## YOUR GOAL
Reproduce exactly the lines from the line containing "Exercise. Point out the hanging" through the end of the records below, including both ends, and nothing else.

[Opening EXTRACTED ENTRIES section]

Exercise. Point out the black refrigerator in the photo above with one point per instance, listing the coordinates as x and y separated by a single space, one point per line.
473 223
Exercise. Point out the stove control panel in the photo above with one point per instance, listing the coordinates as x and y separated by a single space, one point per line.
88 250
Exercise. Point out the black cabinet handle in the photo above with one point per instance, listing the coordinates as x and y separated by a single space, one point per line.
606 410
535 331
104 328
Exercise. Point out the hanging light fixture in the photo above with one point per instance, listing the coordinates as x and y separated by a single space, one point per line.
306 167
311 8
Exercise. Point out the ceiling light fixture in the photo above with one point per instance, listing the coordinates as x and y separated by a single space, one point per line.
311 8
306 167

[Closing EXTRACTED ENTRIES section]

## COMPLETED TASK
Exercise. Point out the hanging light fixture in the photo above with one point per instance, listing the coordinates as x and y separated by a single space, one point per line.
306 167
311 8
Exercise. Point out the ceiling light fixture in the photo above with one point per instance, listing the coordinates as x and y separated by a single space, one point per line.
311 8
306 167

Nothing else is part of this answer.